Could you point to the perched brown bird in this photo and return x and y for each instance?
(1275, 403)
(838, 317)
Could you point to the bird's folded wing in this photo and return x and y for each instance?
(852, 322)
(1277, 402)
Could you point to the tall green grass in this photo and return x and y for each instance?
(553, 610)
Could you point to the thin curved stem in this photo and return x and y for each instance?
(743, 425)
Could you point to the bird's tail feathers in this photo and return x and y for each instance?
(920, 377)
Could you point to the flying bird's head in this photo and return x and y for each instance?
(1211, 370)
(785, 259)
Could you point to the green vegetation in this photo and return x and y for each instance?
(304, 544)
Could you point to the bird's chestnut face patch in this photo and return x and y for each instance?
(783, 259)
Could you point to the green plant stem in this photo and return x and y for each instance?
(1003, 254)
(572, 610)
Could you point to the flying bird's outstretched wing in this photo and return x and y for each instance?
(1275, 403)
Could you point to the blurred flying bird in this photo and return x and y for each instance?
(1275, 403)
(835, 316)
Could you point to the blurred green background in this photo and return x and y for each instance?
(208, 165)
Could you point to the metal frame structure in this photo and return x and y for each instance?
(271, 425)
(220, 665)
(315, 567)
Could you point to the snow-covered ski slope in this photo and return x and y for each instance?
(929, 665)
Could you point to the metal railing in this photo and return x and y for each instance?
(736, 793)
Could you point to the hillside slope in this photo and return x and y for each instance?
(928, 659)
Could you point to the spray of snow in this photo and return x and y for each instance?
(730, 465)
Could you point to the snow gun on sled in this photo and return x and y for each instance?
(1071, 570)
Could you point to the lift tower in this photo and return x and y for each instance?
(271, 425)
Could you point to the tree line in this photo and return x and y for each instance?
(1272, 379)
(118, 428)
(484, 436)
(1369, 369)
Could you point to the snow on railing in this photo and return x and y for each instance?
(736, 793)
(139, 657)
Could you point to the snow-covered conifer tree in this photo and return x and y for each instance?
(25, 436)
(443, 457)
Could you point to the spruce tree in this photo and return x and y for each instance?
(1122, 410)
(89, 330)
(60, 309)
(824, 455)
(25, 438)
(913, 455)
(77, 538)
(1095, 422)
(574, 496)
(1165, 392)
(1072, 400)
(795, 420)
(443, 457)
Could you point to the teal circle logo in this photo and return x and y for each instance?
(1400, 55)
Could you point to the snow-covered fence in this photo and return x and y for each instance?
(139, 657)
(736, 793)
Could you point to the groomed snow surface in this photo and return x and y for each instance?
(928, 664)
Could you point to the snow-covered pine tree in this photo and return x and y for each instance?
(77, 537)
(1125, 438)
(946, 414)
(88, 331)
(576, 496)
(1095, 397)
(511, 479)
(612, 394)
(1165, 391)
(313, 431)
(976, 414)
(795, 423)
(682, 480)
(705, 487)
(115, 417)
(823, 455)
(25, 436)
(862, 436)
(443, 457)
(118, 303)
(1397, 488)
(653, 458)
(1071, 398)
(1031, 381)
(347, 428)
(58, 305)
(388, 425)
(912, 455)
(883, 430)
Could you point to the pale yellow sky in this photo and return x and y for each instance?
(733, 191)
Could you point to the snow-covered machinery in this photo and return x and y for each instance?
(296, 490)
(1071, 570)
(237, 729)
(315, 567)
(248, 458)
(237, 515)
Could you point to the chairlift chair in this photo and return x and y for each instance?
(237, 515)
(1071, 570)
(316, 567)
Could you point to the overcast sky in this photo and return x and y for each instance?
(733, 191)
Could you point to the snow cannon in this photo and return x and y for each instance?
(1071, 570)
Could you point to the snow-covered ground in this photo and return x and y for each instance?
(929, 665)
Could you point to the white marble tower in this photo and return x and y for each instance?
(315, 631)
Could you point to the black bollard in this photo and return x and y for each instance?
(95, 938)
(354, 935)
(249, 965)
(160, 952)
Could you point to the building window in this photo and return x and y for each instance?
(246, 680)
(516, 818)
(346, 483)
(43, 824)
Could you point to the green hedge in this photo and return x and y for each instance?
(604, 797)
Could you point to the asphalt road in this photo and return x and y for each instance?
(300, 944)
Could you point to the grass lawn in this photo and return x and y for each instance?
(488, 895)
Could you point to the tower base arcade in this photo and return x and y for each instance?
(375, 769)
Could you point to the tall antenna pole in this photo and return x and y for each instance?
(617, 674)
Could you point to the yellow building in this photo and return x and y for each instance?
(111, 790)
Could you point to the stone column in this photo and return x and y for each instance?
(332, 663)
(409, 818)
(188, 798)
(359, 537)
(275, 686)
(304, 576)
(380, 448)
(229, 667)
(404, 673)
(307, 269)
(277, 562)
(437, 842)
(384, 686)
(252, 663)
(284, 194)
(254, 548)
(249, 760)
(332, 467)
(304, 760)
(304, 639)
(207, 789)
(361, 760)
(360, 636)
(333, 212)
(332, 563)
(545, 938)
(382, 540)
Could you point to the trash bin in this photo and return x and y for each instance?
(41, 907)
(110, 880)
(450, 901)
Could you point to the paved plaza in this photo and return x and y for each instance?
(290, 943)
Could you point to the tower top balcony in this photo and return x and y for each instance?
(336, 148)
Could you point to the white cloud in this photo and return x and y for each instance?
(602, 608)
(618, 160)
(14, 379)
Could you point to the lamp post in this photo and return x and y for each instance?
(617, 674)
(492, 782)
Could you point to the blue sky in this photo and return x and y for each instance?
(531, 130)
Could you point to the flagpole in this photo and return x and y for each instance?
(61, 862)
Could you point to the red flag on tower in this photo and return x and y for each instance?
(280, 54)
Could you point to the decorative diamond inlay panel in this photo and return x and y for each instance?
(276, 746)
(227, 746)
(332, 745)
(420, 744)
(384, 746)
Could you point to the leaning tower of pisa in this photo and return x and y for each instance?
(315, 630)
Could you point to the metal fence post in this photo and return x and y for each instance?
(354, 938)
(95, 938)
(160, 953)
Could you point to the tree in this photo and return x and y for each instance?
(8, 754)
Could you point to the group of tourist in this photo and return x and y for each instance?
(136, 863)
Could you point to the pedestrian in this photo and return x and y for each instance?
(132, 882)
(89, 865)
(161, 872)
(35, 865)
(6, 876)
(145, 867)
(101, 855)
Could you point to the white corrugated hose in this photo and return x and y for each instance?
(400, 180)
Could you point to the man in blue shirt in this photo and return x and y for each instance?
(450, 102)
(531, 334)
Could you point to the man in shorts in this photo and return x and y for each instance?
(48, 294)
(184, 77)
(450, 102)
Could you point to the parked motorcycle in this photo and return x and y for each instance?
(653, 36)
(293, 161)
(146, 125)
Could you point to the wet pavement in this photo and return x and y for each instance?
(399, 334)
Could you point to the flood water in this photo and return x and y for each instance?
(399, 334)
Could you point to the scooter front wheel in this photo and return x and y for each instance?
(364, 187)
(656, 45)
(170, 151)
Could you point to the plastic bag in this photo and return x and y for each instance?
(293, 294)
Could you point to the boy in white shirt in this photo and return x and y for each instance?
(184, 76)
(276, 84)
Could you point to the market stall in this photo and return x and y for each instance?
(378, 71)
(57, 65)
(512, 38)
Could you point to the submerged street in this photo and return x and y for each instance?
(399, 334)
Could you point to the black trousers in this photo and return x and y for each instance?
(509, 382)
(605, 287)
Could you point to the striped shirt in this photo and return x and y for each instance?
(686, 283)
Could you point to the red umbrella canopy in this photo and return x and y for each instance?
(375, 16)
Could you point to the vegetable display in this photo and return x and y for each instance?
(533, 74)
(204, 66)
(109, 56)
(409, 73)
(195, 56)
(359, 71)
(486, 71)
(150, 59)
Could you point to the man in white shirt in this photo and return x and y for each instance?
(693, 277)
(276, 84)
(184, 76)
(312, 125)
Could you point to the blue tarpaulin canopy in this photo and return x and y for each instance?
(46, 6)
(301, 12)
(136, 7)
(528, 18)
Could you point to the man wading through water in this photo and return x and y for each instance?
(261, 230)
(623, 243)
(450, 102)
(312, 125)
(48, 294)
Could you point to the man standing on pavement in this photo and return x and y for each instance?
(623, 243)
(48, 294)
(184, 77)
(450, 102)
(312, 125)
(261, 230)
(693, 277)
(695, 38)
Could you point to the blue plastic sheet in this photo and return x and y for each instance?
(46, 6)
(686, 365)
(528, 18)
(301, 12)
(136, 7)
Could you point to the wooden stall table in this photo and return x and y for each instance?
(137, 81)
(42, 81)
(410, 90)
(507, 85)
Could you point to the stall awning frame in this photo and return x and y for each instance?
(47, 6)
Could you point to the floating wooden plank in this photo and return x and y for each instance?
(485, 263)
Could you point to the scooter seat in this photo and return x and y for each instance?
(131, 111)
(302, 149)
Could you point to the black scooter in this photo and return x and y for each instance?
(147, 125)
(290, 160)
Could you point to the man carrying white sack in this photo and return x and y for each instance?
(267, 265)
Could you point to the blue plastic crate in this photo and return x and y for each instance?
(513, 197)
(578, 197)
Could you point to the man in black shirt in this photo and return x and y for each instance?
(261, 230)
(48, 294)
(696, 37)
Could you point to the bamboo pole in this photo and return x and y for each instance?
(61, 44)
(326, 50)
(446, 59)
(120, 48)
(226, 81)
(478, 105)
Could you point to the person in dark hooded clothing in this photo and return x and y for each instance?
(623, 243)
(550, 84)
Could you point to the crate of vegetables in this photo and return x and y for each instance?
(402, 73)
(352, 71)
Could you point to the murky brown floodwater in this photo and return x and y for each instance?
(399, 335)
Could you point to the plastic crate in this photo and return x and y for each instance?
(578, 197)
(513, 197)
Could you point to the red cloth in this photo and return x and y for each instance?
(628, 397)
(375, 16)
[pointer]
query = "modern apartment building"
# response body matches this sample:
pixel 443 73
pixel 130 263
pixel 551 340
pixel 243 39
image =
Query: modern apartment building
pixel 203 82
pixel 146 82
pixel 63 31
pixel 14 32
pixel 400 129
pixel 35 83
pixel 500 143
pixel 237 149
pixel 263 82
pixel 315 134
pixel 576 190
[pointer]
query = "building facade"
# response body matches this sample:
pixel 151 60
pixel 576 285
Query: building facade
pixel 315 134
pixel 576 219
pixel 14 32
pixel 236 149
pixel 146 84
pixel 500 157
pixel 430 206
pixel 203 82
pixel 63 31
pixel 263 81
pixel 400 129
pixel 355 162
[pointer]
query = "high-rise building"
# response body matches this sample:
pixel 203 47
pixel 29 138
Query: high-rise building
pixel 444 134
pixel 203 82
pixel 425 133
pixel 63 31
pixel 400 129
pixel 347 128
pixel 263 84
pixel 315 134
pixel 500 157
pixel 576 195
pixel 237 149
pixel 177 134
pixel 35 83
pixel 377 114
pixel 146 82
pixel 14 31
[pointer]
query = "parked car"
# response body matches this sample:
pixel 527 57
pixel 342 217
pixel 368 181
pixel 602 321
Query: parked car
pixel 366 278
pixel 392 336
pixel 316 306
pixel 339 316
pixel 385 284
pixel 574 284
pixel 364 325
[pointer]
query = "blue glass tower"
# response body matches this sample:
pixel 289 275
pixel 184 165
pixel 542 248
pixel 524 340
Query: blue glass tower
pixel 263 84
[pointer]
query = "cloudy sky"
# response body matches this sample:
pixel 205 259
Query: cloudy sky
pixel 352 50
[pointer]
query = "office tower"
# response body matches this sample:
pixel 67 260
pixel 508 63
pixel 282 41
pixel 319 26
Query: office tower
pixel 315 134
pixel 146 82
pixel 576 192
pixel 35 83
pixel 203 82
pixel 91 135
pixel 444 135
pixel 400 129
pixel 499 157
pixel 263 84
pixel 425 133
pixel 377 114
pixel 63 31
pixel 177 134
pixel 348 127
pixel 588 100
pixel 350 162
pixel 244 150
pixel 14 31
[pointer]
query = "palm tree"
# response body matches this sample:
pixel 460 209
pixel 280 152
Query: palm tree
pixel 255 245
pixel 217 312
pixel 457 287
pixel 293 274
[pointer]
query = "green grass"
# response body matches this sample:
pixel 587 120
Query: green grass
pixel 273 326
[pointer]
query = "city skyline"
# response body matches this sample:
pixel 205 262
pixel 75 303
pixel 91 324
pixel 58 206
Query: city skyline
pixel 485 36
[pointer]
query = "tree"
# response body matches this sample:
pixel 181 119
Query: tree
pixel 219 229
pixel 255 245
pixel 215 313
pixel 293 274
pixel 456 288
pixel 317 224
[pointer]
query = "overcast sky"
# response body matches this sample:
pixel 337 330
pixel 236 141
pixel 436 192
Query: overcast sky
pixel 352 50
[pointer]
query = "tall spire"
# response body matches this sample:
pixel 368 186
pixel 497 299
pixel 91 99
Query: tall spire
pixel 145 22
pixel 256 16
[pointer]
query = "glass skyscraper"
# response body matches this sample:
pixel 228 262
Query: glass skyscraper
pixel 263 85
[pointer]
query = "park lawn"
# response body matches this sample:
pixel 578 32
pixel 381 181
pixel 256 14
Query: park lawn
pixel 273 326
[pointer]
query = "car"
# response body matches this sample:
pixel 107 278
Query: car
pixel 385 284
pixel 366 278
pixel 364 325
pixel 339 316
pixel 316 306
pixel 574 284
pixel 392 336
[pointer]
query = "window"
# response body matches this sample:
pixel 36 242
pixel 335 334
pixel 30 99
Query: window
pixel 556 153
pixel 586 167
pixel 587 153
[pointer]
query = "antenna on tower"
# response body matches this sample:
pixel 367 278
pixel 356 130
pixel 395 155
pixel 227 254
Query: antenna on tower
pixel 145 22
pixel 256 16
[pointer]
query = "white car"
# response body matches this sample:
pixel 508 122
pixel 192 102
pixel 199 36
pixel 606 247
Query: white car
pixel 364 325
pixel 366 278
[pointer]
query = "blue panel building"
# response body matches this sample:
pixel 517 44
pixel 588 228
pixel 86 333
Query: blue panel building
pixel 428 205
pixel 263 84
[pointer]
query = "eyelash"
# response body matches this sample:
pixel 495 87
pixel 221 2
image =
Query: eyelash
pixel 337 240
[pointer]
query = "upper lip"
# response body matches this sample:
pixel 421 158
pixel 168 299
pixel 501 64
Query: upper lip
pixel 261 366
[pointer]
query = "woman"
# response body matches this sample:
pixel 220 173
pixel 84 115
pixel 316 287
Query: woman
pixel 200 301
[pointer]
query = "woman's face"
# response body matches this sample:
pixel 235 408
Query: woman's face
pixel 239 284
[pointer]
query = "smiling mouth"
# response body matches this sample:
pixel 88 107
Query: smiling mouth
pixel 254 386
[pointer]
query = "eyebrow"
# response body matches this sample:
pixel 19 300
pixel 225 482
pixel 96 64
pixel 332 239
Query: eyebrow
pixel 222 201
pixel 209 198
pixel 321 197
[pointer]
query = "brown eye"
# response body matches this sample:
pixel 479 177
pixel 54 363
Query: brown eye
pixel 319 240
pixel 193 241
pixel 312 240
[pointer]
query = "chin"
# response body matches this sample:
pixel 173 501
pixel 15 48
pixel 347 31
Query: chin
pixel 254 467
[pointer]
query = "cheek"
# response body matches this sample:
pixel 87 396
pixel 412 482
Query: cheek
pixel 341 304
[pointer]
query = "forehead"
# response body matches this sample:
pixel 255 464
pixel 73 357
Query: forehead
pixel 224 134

◆ ◆ ◆ ◆ ◆ ◆ ◆

Please copy the lines in the records above between the one holding "pixel 30 99" and the one holding "pixel 501 64", inclusive, exactly and with no other line.

pixel 30 99
Query: window
pixel 556 153
pixel 586 167
pixel 587 153
[pointer]
query = "antenna on tower"
# response body matches this sample:
pixel 367 278
pixel 356 130
pixel 395 155
pixel 227 254
Query: antenna on tower
pixel 145 22
pixel 256 16
[pointer]
query = "white car"
# response body matches this sample:
pixel 508 122
pixel 192 102
pixel 199 36
pixel 606 247
Query: white car
pixel 364 325
pixel 366 278
[pointer]
query = "blue panel building"
# response body matches this sample:
pixel 517 44
pixel 588 228
pixel 86 333
Query: blue panel building
pixel 428 205
pixel 263 84
[pointer]
query = "eyelash"
# response body matches this sample:
pixel 495 87
pixel 221 2
image =
Query: eyelash
pixel 337 240
[pointer]
query = "upper lip"
# response body matches this sample:
pixel 421 158
pixel 168 299
pixel 501 64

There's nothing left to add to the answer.